### SOURCE PASSAGE

Data Model¶

Electoral Periods¶

The Czech Chamber of Deputies operates in electoral periods. Each period has a number, a year identifier (used in psp.cz ZIP filenames), and an organ ID (used in the database).

Period	Years	Label	ZIP Year	Organ ID
10	2025–present	Current	2025	174
9	2021–2025		2021	173
8	2017–2021		2017	172
7	2013–2017		2013	171
6	2010–2013		2010	170
5	2006–2010		2006	169
4	2002–2006		2002	168
3	1998–2002		1998	167
2	1996–1998		1996	166
1	1993–1996		1993	165

The organ ID mapping is critical — id_obdobi in the poslanec table uses organ IDs (165–174), not period numbers (1–10).

UNL File Format¶

psp.cz distributes data as UNL files inside ZIP archives:

Encoding: Windows-1250 (Czech)
Delimiter: pipe |
Headers: none — column order defined in models/schemas.py
Trailing pipe: every line ends with |, producing an extra empty column (dropped during parsing)
Quoting: some files contain unescaped double-quotes — parsed with quote_char=None

Data Sources (ZIP Archives)¶

Archive	URL Pattern	Contents
`hl-{year}ps.zip`	`/opendata/hl-{year}ps.zip`	Voting data for one period
`poslanci.zip`	`/opendata/poslanci.zip`	MPs, persons, organs, memberships
`schuze.zip`	`/opendata/schuze.zip`	Sessions and agenda items
`tisky.zip`	`/opendata/tisky.zip`	Parliamentary prints (bills)

Base URL: https://www.psp.cz/eknih/cdrom/opendata

Key Tables¶

Voting Data (per-period)¶

hl_hlasovani — vote summaries (hl{year}s.unl):

Column	Type	Description
`id_hlasovani`	Int64	Unique vote ID
`id_organ`	Int32	Organ (chamber) ID
`schuze`	Int32	Session number
`cislo`	Int32	Vote number within session
`bod`	Int32	Agenda item number
`datum`	Utf8	Date (string)
`cas`	Utf8	Time (string)
`pro` / `proti` / `zdrzel` / `nehlasoval`	Int32	Vote counts
`prihlaseno`	Int32	MPs registered
`kvorum`	Int32	Quorum required
`vysledek`	Utf8	Outcome code (see below)
`nazev_dlouhy` / `nazev_kratky`	Utf8	Vote description (long/short)

hl_poslanec — individual MP votes (hl{year}hN.unl, multiple files per period):

Column	Type	Description
`id_poslanec`	Int64	MP identifier
`id_hlasovani`	Int64	Vote ID (FK to hl_hlasovani)
`vysledek`	Utf8	Vote result code (see below)

zmatecne — void vote IDs (hl{year}z.unl):

Column	Type	Description
`id_hlasovani`	Int64	ID of a void vote

Shared Tables¶

osoby — persons: id_osoba, pred (title before), prijmeni (surname), jmeno (first name), za (title after), narozeni, pohlavi, zmena, umrti

poslanec — MP records: id_poslanec, id_osoba (FK), id_kraj, id_kandidatka, id_obdobi (organ ID, not period number), web, contact fields, foto, facebook

organy — organs/organizations: id_organ, organ_id_organ (parent), id_typ_organu (1 = parliamentary club), zkratka (abbreviation), nazev_organu_cz/en, date range, priorita

zarazeni — memberships: id_osoba (FK), id_of (organ FK), cl_funkce, od_o/do_o (membership dates), od_f/do_f (function dates)

######

- [WORK INSTRUCTION A]: Which character encoding does the data model page give for the UNL files from psp.cz?
- [WORK INSTRUCTION B]: List every table that the data model page places under the heading "Shared Tables", with the short description it gives for each.

### EXCERPTED DATA

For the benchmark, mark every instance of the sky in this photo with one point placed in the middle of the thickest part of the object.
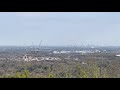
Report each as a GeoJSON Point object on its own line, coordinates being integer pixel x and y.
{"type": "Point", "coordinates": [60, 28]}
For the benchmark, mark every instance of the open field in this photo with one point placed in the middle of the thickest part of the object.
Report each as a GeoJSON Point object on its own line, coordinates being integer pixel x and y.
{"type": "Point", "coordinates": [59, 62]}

######
### EXCERPTED DATA

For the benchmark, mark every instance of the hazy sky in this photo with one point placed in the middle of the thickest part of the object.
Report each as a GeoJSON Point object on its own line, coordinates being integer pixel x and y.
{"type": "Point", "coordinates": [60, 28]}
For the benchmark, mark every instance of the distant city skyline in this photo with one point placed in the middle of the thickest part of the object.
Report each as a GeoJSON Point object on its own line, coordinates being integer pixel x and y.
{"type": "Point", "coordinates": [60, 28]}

######
### EXCERPTED DATA

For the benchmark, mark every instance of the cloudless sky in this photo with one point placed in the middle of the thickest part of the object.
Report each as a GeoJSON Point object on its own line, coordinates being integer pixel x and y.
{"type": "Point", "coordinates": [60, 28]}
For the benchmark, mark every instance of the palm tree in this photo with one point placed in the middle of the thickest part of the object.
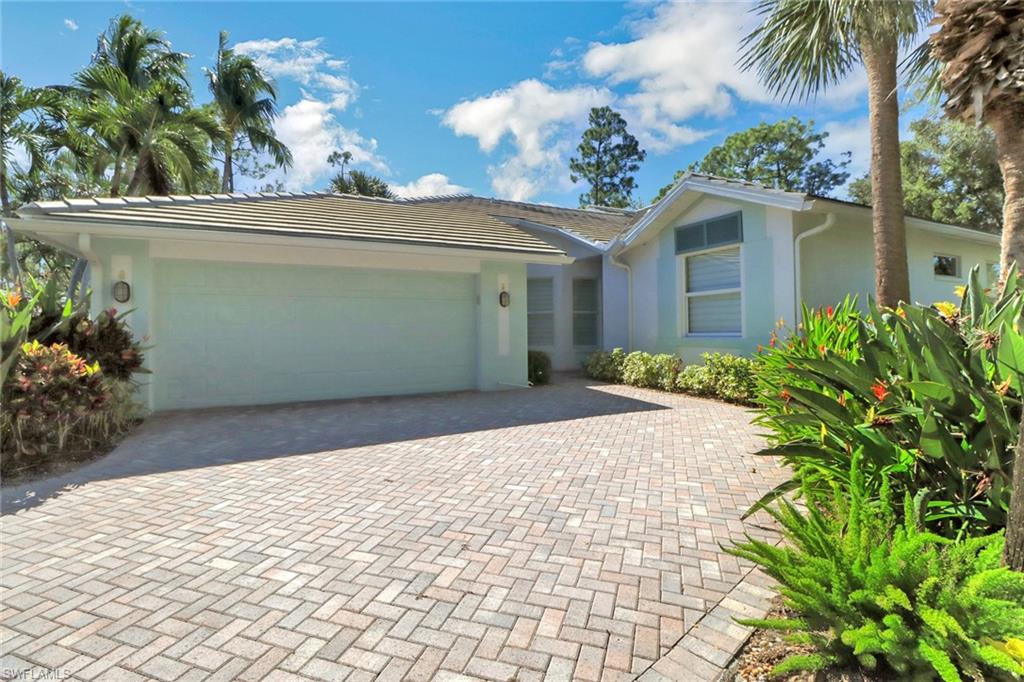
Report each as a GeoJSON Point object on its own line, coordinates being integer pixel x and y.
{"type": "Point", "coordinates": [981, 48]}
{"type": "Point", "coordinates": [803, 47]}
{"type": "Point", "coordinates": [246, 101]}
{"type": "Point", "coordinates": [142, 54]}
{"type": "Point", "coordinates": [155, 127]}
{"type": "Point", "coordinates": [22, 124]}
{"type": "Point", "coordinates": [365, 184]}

######

- [TASK ANSWER A]: Windows-1250 (Czech)

- [TASK ANSWER B]:
- osoby: persons
- poslanec: MP records
- organy: organs/organizations
- zarazeni: memberships